**DESCRIPTION OF THE TASK**
Reproduce the material below word for word, leaving out the pictures.
"""
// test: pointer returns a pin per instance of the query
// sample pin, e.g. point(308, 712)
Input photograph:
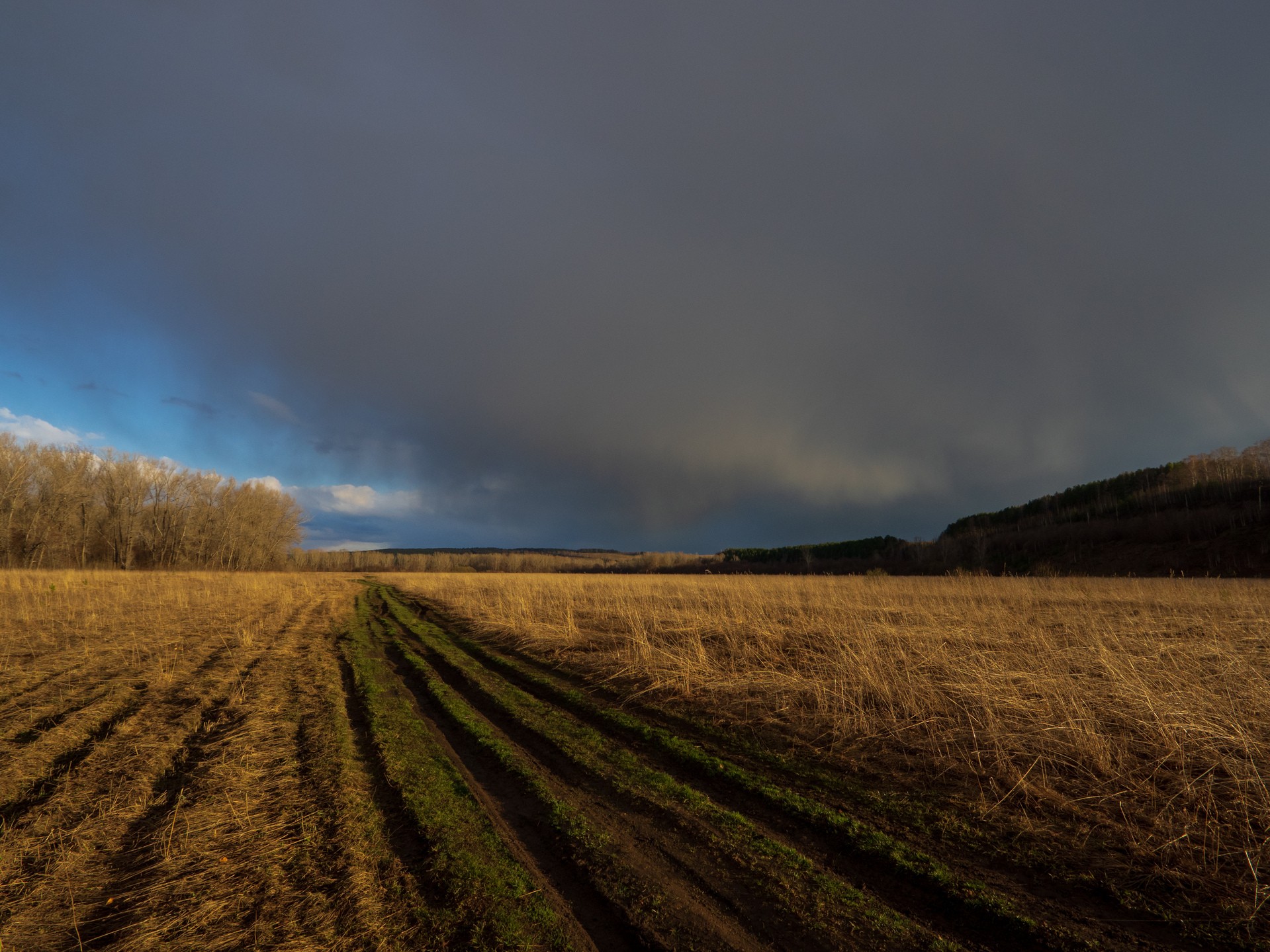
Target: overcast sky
point(643, 276)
"""
**SOLUTION TO THIS TASK**
// test: pointer returns a pin per instance of the query
// sample pin, e.g. point(308, 712)
Input photograph:
Target: overcast sky
point(643, 276)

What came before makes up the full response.